*Solicitação*
Verta para o inglês esta frase do texto sobre discurso criminoso na internet: "No mundo real há regras, e, por mais que muita gente na internet não goste disso, elas também se aplicam ao que acontece apenas na tela de um computador ou celular."

*Bloco de texto*
————————
A Justiça não consegue dar conta de tanto discurso criminoso na internet
As leis brasileiras se aplicam ao que é dito na internet, mas o cotidiano do Judiciário não ajuda
As leis brasileiras se aplicam ao que é dito na internet, mas o cotidiano do Judiciário não ajuda
Comportamentos tóxicos são comuns nos mais diversos ambientes virtuais. Das redes sociais aos chats de jogos online, uma enxurrada de falas de mau gosto que flui sem interrupção. Falta de educação, grosseria, insultos; tudo nos mesmos lugares onde, em tese, passamos o tempo para distrair a mente dos problemas do dia a dia.
Mas, por vezes, nos vemos diante de discursos que ultrapassam qualquer limite. Palavras que não podem ser descritas apenas como desagradáveis ou incômodas, mas sim criminosas. Afinal, ninguém pode falar o que quiser. No mundo real há regras, e, por mais que muita gente na internet não goste disso, elas também se aplicam ao que acontece apenas na tela de um computador ou celular.
————————
*Material extraído*
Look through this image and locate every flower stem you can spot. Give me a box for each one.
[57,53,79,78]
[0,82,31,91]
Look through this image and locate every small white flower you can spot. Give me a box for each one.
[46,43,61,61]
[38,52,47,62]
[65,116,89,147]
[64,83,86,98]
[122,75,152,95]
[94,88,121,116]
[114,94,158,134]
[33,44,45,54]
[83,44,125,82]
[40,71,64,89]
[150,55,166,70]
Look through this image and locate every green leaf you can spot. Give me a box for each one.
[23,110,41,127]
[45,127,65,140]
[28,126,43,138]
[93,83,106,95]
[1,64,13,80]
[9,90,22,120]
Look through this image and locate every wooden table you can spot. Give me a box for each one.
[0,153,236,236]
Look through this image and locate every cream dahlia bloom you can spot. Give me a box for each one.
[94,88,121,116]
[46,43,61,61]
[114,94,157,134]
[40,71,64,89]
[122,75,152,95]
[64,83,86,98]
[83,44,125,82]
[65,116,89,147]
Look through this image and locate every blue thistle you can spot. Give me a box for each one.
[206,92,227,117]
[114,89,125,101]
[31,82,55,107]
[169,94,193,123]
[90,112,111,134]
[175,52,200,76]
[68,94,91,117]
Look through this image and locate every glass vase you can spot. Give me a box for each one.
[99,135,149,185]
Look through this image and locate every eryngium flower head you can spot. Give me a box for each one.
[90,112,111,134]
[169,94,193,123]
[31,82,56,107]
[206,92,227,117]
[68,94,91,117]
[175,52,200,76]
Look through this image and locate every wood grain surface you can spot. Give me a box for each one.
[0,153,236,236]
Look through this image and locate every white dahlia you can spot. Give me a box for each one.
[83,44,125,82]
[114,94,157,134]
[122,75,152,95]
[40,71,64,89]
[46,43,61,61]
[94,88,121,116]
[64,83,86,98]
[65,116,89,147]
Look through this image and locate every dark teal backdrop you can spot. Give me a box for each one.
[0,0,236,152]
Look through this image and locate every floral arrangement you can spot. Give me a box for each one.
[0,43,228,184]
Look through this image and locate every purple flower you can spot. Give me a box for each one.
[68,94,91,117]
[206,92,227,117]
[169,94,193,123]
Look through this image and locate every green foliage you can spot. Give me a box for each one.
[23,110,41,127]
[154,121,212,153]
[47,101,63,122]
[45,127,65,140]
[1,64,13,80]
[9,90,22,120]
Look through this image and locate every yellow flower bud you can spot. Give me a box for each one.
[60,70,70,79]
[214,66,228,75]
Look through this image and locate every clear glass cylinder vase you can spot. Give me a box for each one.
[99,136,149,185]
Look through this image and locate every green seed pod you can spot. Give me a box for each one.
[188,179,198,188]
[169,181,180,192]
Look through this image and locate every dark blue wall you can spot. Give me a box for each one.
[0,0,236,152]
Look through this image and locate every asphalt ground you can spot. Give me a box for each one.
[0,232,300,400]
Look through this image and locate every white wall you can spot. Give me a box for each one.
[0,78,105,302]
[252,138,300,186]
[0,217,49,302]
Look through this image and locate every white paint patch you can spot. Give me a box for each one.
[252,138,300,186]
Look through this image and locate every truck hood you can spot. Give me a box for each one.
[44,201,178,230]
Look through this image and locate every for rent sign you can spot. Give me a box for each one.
————————
*A solução*
In the real world there are rules, and, however much many people on the internet may dislike it, they also apply to what happens only on the screen of a computer or cell phone.